### Selected text
######

Aligned Incentives and IT Infrastructure
Instead of emloying a fee-for-service model, these primary care practices develop a global budget or a flat rate per member per month. Partnerships are made with self-insured groups to share costs of operation, and all staff receive bonuses for improved quality. Patients receive waived office visits and prescription copays to join. The Special Care Center started with two payers and has grown its partnerships to nine insurers that now include Horizon Blue Cross Blue Shield of New Jersey and the Medicare Advantage plan. Festa says that due to this model, the average patient’s healthcare spend decreases by 12 percent after the first year of care.
The Special Care Center is now looking at other disease states to target that could possibly include a medical home bundle for cancer care or infectious disease. “It’s about reducing the gaps to seamless transitions,” adds Festa. “We’re stiching up the seams so to speak.”
The Special Care Center has always been electronic and uses an electronic health record (EHR) from the Westborough, Mass.-based eClinicalworks. What Fernandopulle and his colleagues recognized early on though was that an EHR by itself would not be enough for population health management. Subsequently, a standalone registry (provided by DocSite, now the Detroit-based Covisint) was installed, which AtlantiCare is now mounting throughout all of their ambulatory practices.

######

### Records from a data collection
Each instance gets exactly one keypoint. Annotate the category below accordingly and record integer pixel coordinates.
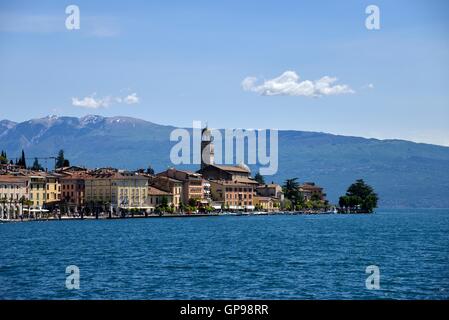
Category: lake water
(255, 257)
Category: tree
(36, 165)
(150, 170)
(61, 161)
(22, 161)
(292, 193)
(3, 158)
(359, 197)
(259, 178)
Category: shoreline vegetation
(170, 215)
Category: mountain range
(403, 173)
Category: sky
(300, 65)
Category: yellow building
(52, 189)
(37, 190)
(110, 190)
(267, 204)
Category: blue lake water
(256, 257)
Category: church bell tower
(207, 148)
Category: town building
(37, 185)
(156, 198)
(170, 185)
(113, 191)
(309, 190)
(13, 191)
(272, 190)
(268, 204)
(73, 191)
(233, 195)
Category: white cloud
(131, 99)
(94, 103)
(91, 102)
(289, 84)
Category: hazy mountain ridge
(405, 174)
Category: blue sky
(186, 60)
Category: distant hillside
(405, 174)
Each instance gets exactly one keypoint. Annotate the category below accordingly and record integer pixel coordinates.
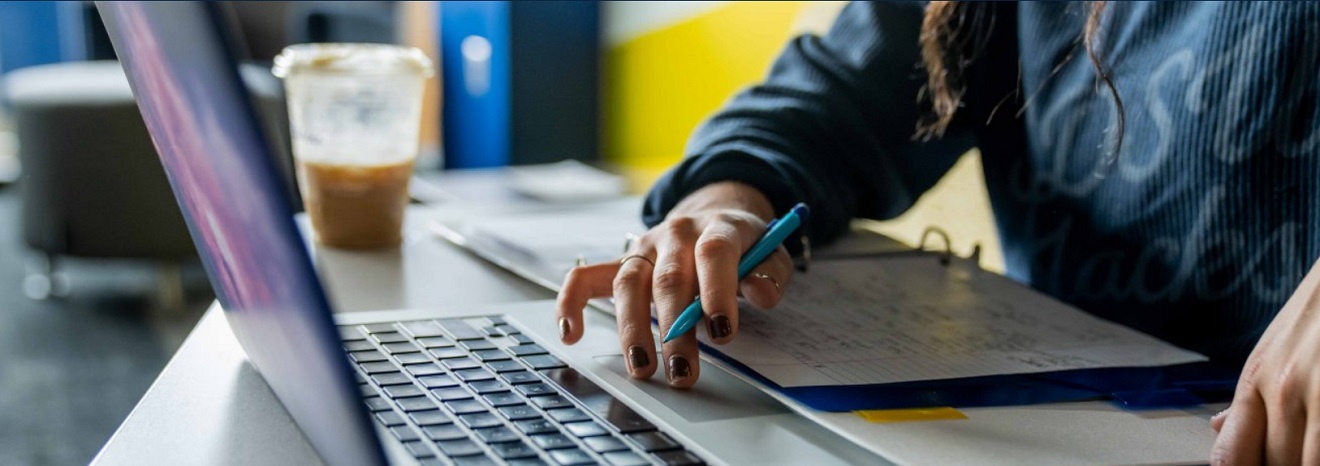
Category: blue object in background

######

### What to work on
1 – By how much does the average patient's healthcare spend drop after the first year of care, according to the text on aligned incentives and IT infrastructure?
2 – Write what comes next in the text on aligned incentives and IT infrastructure, starting after its final sentence.
The records are separate material, not part of the text on aligned incentives and IT infrastructure.

### Answer set
1 – It decreases by 12 percent.

2 –
Because of the difficulty to tailor EHRs and registries and “after getting tired of beating our head against the wall,” Fernandopulle and his team decided to build their own homegrown IT system for Iora Health primary care practices. “Building software in 2011 is not as hard as it used to be,” he adds, “and we can build software that really does what we want to do.”
Iora Health has since built a native web app in the cloud using agile software development with a development team making iterations every two weeks. “The focus unfortunately on most EHRs is how do I bill a code higher,” says Fernandopulle. “That is sorta the business model of a typical practice. [EHRs] are very fancy cash registers with a bunch of clinical stuff laid on it. At Irora, we don’t need any of that. We don’t do any billing. We wanted a system that would enable us to better manage a population.”